Dataset entries:
▬▬▬▬▬▬

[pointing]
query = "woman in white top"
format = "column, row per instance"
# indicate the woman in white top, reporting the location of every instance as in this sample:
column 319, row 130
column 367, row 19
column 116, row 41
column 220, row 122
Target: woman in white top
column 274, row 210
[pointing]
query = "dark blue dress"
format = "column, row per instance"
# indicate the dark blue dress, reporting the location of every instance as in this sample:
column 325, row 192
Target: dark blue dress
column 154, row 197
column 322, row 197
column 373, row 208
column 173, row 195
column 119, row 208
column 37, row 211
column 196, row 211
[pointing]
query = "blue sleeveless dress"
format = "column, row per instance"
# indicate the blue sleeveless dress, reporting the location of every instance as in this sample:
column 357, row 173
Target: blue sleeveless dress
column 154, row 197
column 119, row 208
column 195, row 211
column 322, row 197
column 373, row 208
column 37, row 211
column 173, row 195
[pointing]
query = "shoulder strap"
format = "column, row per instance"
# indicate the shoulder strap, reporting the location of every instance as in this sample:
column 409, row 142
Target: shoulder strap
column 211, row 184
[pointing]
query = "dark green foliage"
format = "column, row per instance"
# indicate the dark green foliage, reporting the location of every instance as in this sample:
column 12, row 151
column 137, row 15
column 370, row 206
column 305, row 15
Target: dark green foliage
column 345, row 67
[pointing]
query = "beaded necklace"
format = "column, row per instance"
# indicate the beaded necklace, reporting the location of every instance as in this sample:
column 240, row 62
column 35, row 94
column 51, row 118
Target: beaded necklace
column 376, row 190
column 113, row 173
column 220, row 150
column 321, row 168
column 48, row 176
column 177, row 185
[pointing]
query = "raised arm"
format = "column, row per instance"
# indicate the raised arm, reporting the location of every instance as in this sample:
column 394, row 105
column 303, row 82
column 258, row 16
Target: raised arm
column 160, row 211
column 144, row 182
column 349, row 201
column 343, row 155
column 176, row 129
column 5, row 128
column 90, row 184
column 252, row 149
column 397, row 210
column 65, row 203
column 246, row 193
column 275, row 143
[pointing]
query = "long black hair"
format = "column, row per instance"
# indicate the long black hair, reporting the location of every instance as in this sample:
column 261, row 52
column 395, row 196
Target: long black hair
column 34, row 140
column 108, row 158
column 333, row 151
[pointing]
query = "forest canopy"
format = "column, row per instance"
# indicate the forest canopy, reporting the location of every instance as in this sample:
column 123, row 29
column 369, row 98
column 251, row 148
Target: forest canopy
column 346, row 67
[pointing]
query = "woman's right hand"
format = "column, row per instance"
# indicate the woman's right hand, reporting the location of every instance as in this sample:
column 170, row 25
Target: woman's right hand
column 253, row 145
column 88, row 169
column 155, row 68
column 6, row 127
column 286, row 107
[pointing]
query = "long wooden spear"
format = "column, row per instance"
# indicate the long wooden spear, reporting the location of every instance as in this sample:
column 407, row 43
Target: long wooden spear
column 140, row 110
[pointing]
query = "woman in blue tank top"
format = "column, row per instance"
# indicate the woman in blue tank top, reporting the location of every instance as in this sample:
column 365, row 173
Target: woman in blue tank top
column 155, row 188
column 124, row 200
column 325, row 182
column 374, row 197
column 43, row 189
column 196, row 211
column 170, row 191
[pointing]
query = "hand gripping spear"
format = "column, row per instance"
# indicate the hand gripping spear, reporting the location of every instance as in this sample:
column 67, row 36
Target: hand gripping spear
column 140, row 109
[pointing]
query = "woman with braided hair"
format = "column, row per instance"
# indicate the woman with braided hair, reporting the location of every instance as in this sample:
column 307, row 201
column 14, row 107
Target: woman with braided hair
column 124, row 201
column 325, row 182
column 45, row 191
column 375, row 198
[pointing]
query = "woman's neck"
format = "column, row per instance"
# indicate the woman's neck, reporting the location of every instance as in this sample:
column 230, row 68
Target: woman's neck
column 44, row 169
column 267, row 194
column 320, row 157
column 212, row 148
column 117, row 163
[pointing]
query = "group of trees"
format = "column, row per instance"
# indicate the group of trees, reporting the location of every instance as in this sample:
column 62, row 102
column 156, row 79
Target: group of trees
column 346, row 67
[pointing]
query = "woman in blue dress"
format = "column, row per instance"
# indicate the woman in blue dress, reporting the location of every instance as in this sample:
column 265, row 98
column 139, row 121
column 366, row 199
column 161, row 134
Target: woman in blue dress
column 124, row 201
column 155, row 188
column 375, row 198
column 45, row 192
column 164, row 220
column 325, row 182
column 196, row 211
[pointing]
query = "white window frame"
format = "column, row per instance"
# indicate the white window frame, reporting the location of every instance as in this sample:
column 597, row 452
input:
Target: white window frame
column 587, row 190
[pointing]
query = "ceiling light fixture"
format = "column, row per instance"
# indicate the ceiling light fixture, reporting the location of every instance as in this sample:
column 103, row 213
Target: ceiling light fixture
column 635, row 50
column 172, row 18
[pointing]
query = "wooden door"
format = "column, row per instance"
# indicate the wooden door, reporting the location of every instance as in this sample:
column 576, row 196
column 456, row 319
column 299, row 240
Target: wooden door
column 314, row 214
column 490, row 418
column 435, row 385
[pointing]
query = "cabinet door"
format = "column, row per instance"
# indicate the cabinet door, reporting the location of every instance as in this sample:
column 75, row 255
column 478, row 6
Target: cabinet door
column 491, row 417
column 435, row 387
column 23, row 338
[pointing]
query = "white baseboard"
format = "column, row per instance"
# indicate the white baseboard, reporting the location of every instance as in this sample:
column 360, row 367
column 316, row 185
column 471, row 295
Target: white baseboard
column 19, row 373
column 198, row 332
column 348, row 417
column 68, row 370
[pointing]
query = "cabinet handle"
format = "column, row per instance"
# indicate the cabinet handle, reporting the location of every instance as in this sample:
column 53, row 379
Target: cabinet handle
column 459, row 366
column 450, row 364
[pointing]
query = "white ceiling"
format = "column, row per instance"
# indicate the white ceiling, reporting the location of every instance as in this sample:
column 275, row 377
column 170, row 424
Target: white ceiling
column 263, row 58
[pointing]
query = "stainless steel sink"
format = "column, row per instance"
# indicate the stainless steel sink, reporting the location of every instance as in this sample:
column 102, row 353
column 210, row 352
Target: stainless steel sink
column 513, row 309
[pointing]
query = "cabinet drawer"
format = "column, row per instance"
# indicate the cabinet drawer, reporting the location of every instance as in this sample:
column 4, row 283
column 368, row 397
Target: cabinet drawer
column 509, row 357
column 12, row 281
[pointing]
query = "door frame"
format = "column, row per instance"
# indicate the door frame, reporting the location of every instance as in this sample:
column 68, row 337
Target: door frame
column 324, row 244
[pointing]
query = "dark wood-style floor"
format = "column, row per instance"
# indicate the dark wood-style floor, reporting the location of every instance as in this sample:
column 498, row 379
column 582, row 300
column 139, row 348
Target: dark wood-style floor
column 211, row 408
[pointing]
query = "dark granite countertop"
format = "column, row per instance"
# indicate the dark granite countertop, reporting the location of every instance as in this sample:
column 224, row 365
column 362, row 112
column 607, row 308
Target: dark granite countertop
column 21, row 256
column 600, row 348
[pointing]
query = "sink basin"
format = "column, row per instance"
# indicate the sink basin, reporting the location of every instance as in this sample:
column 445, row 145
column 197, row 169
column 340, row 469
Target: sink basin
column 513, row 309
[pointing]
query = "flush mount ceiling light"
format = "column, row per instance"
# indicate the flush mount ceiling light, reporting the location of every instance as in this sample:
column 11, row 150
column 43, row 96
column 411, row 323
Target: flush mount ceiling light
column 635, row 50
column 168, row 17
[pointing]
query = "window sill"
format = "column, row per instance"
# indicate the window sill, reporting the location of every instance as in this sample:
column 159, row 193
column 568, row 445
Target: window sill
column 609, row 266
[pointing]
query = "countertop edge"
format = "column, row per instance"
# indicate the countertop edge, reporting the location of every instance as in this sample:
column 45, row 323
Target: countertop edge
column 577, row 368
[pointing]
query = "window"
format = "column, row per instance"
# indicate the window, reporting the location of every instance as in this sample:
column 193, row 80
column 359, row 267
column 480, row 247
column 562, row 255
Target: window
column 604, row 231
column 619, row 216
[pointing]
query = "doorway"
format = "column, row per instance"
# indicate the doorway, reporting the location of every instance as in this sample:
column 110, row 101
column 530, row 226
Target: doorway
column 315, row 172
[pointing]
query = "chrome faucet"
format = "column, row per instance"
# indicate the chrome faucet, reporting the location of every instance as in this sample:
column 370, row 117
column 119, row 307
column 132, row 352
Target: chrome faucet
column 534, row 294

▬▬▬▬▬▬

Take the lines above from the first through the one containing "column 220, row 122" and reproduce them exactly; include nothing else.

▸ **Output for this exercise**
[pointing]
query = "woman in white top"
format = "column, row per instance"
# indicate the woman in white top, reporting the location of every instance as in this sample:
column 319, row 130
column 367, row 19
column 116, row 41
column 220, row 122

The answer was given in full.